▸ **Consigne 1**:
Répondez à ces questions sur le texte de pardon adressé à Brahim :
(a) En quoi le « nous » du texte dit-il croire ?
(b) Que la France continue-t-elle de vouloir donner au monde entier ?
(c) Qu'est-ce que le « nous » n'a pas osé dire à propos des chrétiens ?
▸ **Consigne 2**: Poursuivez le texte de pardon adressé à Brahim après sa dernière phrase.
##### Texte #####
Pardon, parce seuls vous pouvez nous dire et définir ce qu’est l’Islam. Comme tu le sais nous croyons en la Révélation de Dieu en Jésus-Christ. Le rapport difficile de l’Islam avec la violence n’est pas sans lien avec le statut du Coran et la place de la raison. Mais il ne nous appartient pas de l’interpréter à votre place. Nous ne pouvons que vous donner notre sentiment : il nous apparaît nécessaire et raisonnable de s’interroger sur Dieu au moyen de la raison. Pardon pour ces exégèses abusives de votre livre, pour qu’il soit absolument laïco-compatible. Nous dissertons sur le coran, mais nous ignorons le nom de nos voisins musulmans.

Pardonne-moi Brahim

parce que cette France, obscène et arrogante, obsédée et méprisante, n’est pas la France. Pardonne-moi parce que, bien qu’ayant honte d’elle-même et de son histoire, elle continue de vouloir donner des leçons au monde entier.

Pardonne-moi

parce que nous avons eu peur de vous parler. Nous n’avons pas osé vous dire que les chrétiens souffrent souvent en terre d’Islam et nous avons murmuré derrière votre dos. Nous avons préféré nous taire et nous plaindre, honteux de notre foi. Pardonne-moi parce que nous n’avons pas osé vous partager le meilleur de notre Evangile et les trésors de la Révélation, ne vous aimant pas assez pour cela. Oui, c’est cela, nous ne vous aimons pas assez, nous sommes des témoins peu crédibles de notre foi en Jésus-Christ.
##### Extraits de la liste #####
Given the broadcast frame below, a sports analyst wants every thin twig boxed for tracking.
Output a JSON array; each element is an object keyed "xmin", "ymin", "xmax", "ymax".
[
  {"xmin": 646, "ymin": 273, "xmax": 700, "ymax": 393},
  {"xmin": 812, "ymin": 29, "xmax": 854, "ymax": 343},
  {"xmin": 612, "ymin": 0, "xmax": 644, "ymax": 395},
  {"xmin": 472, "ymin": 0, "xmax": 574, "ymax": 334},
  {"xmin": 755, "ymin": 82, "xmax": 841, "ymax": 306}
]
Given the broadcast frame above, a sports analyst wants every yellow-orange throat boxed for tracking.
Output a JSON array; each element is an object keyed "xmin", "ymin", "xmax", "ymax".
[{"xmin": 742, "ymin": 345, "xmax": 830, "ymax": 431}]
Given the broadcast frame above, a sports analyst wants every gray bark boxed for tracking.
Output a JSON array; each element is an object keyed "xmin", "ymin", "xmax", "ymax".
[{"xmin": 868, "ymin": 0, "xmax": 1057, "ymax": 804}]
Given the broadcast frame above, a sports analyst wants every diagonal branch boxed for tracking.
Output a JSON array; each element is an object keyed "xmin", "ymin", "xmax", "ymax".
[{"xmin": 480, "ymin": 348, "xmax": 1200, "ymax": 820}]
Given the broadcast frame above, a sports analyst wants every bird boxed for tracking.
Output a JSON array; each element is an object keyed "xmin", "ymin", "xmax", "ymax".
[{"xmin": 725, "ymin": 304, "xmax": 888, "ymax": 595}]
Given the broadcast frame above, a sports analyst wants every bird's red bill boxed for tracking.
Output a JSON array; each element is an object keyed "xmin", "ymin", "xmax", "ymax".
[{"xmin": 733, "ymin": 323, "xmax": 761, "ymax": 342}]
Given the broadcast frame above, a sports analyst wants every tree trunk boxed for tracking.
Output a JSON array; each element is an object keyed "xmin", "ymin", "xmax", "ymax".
#####
▸ **Réponse 1**:
(a) En la Révélation de Dieu en Jésus-Christ.
(b) Des leçons.
(c) Que les chrétiens souffrent souvent en terre d'Islam.

▸ **Réponse 2**:
Tu auras compris que, même si nous souffrons de ses contradictions, nous aimons notre pays, devenu aussi le tien. Même s’ils ne nous faisaient pas rire, nous pleurons les défunts journalistes des attentats, comme les autres victimes : nous prions pour eux et leurs familles. Même si nous ne partageons pas votre foi, nous vous estimons et voulons tisser des relations qui soient fraternelles.

Accepte notre demande de pardon et accueille notre désir de mieux te connaître et de te rencontrer. Veuille nous accorder la possibilité de bâtir avec toi la Civilisation de l’Amour.